** Opening INFORMATION SUPPLIED block **

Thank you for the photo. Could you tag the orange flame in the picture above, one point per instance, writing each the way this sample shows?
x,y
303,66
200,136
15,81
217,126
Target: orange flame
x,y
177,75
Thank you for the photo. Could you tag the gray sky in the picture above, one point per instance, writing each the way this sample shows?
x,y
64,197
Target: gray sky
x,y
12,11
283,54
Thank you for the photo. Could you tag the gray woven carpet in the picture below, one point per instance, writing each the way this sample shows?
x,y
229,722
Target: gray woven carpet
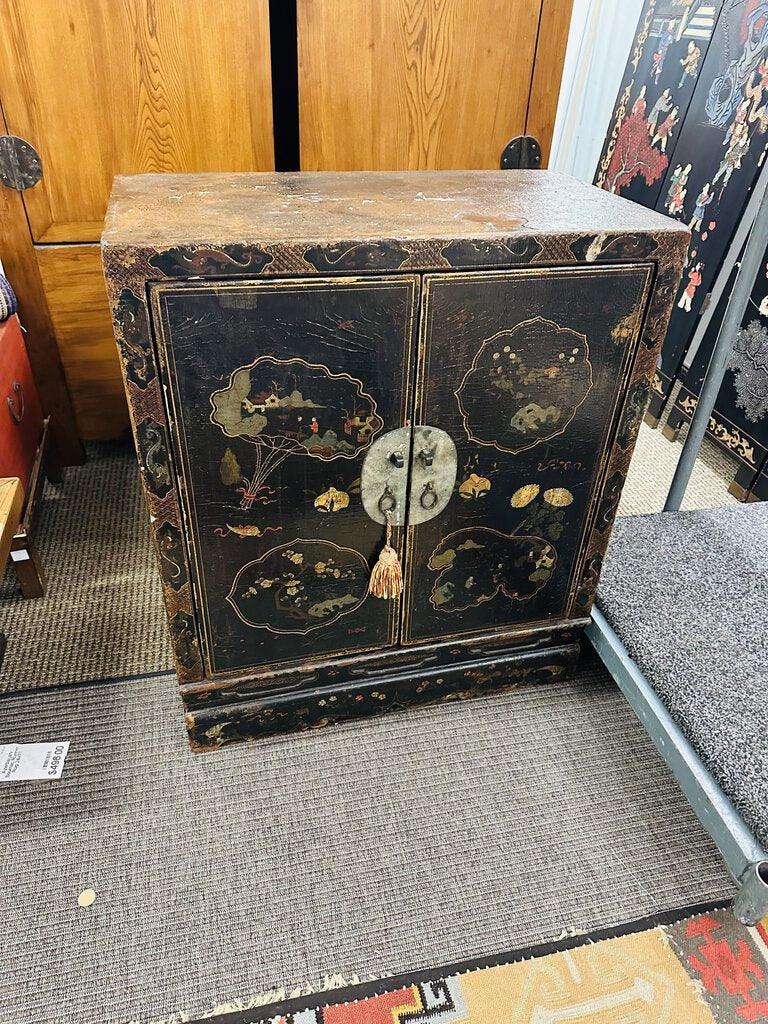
x,y
415,840
102,614
688,594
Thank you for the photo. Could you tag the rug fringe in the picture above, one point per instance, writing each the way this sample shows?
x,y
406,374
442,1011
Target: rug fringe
x,y
327,984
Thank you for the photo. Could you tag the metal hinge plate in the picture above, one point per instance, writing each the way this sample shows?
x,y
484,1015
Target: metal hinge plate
x,y
520,153
19,163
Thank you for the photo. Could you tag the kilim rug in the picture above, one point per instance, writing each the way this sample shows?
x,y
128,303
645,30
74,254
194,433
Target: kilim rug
x,y
705,969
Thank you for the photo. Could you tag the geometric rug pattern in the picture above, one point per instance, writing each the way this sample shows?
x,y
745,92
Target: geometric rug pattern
x,y
705,969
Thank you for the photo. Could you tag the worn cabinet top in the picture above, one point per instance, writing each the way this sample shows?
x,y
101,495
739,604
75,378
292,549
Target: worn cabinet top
x,y
162,210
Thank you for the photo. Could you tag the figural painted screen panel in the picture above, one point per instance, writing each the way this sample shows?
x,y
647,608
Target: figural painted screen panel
x,y
524,370
276,390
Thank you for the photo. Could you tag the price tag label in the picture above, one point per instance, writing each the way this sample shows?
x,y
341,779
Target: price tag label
x,y
20,762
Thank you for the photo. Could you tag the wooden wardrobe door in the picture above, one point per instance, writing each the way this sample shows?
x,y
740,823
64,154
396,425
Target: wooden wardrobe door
x,y
276,391
426,84
529,400
129,87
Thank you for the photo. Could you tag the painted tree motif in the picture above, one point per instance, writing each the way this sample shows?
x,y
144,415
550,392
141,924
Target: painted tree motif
x,y
634,155
750,366
475,564
290,407
299,587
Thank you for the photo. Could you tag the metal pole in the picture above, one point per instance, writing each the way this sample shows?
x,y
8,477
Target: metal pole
x,y
751,263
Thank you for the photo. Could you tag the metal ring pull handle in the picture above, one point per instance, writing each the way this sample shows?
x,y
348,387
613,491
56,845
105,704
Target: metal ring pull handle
x,y
17,389
429,497
387,502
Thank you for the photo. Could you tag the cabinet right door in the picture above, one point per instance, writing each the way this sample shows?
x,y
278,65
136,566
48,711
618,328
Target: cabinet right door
x,y
524,370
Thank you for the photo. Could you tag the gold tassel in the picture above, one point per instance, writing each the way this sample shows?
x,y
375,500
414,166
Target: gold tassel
x,y
386,579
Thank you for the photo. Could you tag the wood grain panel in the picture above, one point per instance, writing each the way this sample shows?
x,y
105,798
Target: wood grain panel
x,y
545,88
20,267
74,284
413,84
132,86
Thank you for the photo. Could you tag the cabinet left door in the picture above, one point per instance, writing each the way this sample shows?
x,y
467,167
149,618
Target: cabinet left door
x,y
275,390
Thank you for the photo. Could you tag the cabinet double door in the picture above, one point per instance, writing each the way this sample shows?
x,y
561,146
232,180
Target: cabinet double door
x,y
478,408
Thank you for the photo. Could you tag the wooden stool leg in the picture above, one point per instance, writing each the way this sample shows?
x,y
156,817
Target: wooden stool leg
x,y
29,569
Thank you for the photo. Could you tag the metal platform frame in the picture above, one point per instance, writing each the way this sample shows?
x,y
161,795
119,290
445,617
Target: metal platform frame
x,y
744,857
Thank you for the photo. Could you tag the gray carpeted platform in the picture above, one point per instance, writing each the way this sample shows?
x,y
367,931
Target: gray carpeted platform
x,y
102,616
414,840
688,595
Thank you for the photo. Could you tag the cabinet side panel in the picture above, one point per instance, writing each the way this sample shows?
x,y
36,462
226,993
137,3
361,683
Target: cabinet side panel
x,y
126,291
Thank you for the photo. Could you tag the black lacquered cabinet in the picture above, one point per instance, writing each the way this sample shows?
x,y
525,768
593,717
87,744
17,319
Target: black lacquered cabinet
x,y
471,351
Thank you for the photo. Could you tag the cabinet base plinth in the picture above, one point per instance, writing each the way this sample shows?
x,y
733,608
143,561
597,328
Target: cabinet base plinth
x,y
312,708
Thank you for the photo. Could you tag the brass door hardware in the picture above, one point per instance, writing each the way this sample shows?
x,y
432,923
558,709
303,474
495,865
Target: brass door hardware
x,y
430,457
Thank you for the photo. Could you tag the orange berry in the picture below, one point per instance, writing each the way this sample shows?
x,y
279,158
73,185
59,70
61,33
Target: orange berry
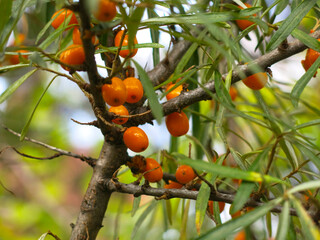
x,y
233,93
240,235
175,92
135,139
256,81
114,94
129,52
61,15
134,89
185,174
173,185
119,110
76,37
73,55
221,206
177,124
243,23
106,10
311,57
153,171
14,59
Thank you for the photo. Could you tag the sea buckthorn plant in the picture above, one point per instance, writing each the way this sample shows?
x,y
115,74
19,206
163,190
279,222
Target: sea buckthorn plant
x,y
191,119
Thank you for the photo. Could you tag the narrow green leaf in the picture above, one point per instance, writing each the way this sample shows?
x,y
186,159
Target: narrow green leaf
x,y
290,23
142,217
246,188
6,6
309,229
155,106
224,230
307,40
223,171
302,82
135,205
304,186
26,126
284,221
13,87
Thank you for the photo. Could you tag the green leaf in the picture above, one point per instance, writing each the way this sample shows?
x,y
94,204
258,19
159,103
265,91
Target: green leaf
x,y
304,186
135,206
26,126
155,106
223,171
284,221
309,229
302,82
6,6
306,39
103,49
246,188
290,23
224,230
142,217
13,87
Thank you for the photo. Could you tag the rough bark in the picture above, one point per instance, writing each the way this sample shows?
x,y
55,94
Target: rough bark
x,y
95,201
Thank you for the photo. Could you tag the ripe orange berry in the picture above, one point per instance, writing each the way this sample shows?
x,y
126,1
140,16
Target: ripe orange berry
x,y
233,93
173,185
134,89
243,23
61,15
153,171
311,57
76,37
73,55
129,52
221,206
240,235
177,124
135,139
256,81
14,59
106,10
119,110
175,92
185,174
114,94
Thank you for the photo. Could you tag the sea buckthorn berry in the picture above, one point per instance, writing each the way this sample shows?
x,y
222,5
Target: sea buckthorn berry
x,y
233,93
14,59
125,53
73,55
256,81
106,10
175,92
185,174
135,139
76,37
210,206
243,23
177,124
311,57
134,89
173,185
119,110
153,171
61,15
114,94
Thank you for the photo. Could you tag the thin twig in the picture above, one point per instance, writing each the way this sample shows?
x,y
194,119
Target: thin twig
x,y
91,161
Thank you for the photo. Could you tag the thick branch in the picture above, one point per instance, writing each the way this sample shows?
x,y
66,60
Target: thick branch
x,y
95,201
163,193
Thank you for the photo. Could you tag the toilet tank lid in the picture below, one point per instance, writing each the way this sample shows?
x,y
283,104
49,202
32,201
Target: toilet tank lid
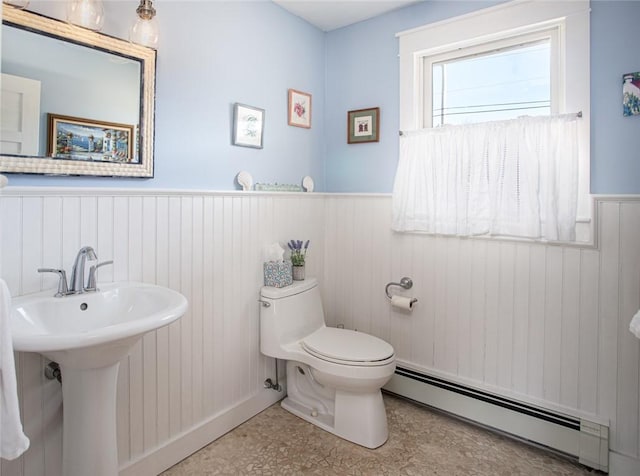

** Closing INFORMATION SUPPLIED block **

EXERCISE ->
Output the data exactly as it appears. The pictures do not belong in it.

TASK SOLUTION ->
Thank you for the photo. Could you tag the orange flame in the picture above, one point per instance, writing each the way this sample shows?
x,y
303,66
200,136
15,81
217,126
Target: orange flame
x,y
177,75
Thank you for the photo. Could you tag the gray sky in the picture above, one point per instance, writing each the way this sample shows?
x,y
64,197
Target: gray sky
x,y
12,11
283,54
Thank you for the photo. Could you tag the gray woven carpet in the picture below, one point per instance, writing each the way this sample shows?
x,y
229,722
Target: gray woven carpet
x,y
415,840
102,614
688,594
Thank you for the photo. Could you tag the rug fringe in the picture above, one point per instance, writing each the way this sample shows?
x,y
406,374
442,1011
Target: rug fringe
x,y
327,984
Thank you for the photo. Could you tag the metal hinge plate in the picture above, one point per instance, writing each the way this sample shows?
x,y
484,1015
Target: metal hinge plate
x,y
520,153
19,163
Thank you for the photo. Could you tag the kilim rug in the picture above, one point per instance, writing each the way this sample shows?
x,y
128,303
645,30
74,254
194,433
Target: kilim rug
x,y
705,969
Thank you for the photo. Could you tag the geometric rug pattern in the picture above, one point per instance, writing each the way this sample shows?
x,y
745,92
Target: geometric rug pattern
x,y
705,969
Thank you for the photo. Could you tag the worn cabinet top in the picture above, one point per instance, writing each the way this sample shows?
x,y
101,495
739,604
75,378
292,549
Target: worn cabinet top
x,y
162,210
Thank you for the photo. Could you tag the figural painted screen panel in the picture above, one point per instance, writing each the way this sample shows?
x,y
647,608
Target: figural painted screen panel
x,y
524,370
276,390
Thank you for the photo. Could you tag the price tag label in the picture above, one point per instance, writing each the way this sample shows?
x,y
341,779
Target: price tag label
x,y
20,762
Thank you for the photo. Could you tag the wooden wardrobe door in the picture above, one point per instance, writing each the way this sample shows?
x,y
740,823
64,154
396,425
Target: wooden wardrobe door
x,y
276,391
426,84
529,400
129,87
Thank you for the photo. Could you tag the painted tree motif in the picture above, one point per instance, writing each the way this sample shows?
x,y
144,415
550,392
141,924
Target: painted tree motif
x,y
634,155
750,366
475,564
290,407
299,587
Thank you for the photo. Could you tag the metal pole in the picture above, one point per instance, writing each the way this sample shows?
x,y
8,477
Target: metal pole
x,y
751,263
Thank you for the photo. Could you tag the metal ring pull handle in the picture above, one point per instance, writing each the way this sample shows?
x,y
348,387
613,491
56,845
105,704
Target: metal ring pull handle
x,y
17,389
429,497
387,502
Thank you for the photo. Could you tag the cabinet right door in the picture above, one point per instance, writing each the way this sample shows?
x,y
278,65
136,566
48,711
618,328
Target: cabinet right door
x,y
524,370
Thank you for the photo. Could you tag the gold tassel in the picture above, one point per instance, writing each the way this sample shows?
x,y
375,500
414,166
Target: gold tassel
x,y
386,579
Thank you for the photo. Could you tag the wood grain panel in the picture above, one point per instance, writing each the way this sample shows?
x,y
105,798
Target: wood grain panel
x,y
545,88
20,267
74,284
413,84
132,86
Thank you for the photo. Could you tag the cabinet left door in the picture above, one point per instance, writing each the way this sample shows?
x,y
467,167
149,618
Target: cabinet left door
x,y
275,390
Thank you for the photo. Could you tag the cabinet double door in the picture above, one point per instance, writing each the way this sample shows?
x,y
561,146
232,180
Target: cabinet double door
x,y
478,408
Thank you for the photo. Could you tag the wooden stool leg in the picture above, one point per instance, writing each the way this sample shows?
x,y
156,817
Target: wooden stool leg
x,y
29,569
Thank you for the photo. Could you tag the metal platform frame in the picture above, one point per instance, writing each the way this sample shows?
x,y
161,795
119,290
445,617
Target: metal platform frame
x,y
744,857
Thank you for the photo. Could you tag the gray carpeted platform in the picture above, one point per instance, writing each the way this sample shows?
x,y
367,931
Target: gray carpeted platform
x,y
102,616
414,840
688,595
Thank you for the photo. Could you tag the cabinet side panel in the picture above, one point per instance, writing each the way this sample shows?
x,y
36,462
226,993
137,3
361,683
Target: cabinet side panel
x,y
126,291
Thank you for the photo. Could you tag the black lacquered cabinet in the picture above, one point per instance, writing each the way this sample shows?
x,y
525,768
593,717
87,744
17,319
Target: black lacquered cabinet
x,y
471,351
Thank you for the photo. Could you tag the cabinet base plinth in the picture above, one point per instance, writing each the way this sample shows?
x,y
733,608
143,561
597,328
Target: cabinet base plinth
x,y
312,708
Thank you for the photo. Could you tag the brass door hardware in the picture above, one point per instance, writing each the way this sample shows?
x,y
432,923
558,709
303,474
495,865
Target: brass door hardware
x,y
430,457
Thank you for the photo. Could you tag the orange berry in the picture below, one point per instance, writing each the way this sample shows?
x,y
279,158
73,185
59,70
61,33
Target: orange berry
x,y
233,93
240,235
175,92
135,139
256,81
114,94
129,52
61,15
134,89
185,174
173,185
119,110
76,37
73,55
221,206
177,124
243,23
106,10
311,57
153,171
14,59
Thank you for the photo. Could you tag the sea buckthorn plant in the picture above, one point per instance, writing each the way this sample shows?
x,y
115,74
19,206
163,190
279,222
Target: sea buckthorn plant
x,y
191,119
Thank you for the photo. Could you tag the narrow green leaf in the picture above, one point per instance, writing each the way this sample shows?
x,y
186,159
Target: narrow green leaf
x,y
290,23
142,217
246,188
6,6
309,229
155,106
224,230
307,40
223,171
302,82
135,205
304,186
26,126
284,221
13,87
Thank you for the photo. Could you tag the green leaf in the picture above, one point per instance, writing each the way this sample shows?
x,y
94,204
258,19
159,103
265,91
Target: green leaf
x,y
304,186
135,206
26,126
155,106
223,171
284,221
309,229
302,82
6,6
306,39
103,49
246,188
290,23
224,230
142,217
13,87
Thank you for the photo. Could you tag the rough bark in the picture above, one point per instance, writing each the way this sample shows?
x,y
55,94
Target: rough bark
x,y
95,201
Thank you for the photo. Could you tag the ripe orange berry in the picture above, one point per instance, writing each the way this sample shows?
x,y
126,1
140,16
Target: ripe orange berry
x,y
233,93
173,185
134,89
243,23
61,15
153,171
311,57
76,37
73,55
129,52
221,206
240,235
177,124
135,139
256,81
14,59
106,10
119,110
175,92
185,174
114,94
Thank you for the photo. Could you tag the sea buckthorn berry in the picture above, one point per instance, writing each the way this sample shows?
x,y
222,5
Target: sea buckthorn berry
x,y
233,93
14,59
125,53
73,55
256,81
106,10
175,92
185,174
135,139
76,37
210,206
243,23
177,124
311,57
134,89
173,185
119,110
153,171
61,15
114,94
Thank you for the photo. Could you tag the thin twig in the picture above, one point per instance, writing each the way this sample shows?
x,y
194,119
Target: thin twig
x,y
91,161
Thank you for the photo. Could you tag the thick branch in the picture above, one point per instance, writing each the way this sample shows?
x,y
66,60
Target: thick branch
x,y
95,201
163,193
Thank you for the photo. Could you tag the toilet tank lid in the picture below, one point per instance, writing each the way this sample shows?
x,y
283,104
49,202
32,201
Target: toilet tank lid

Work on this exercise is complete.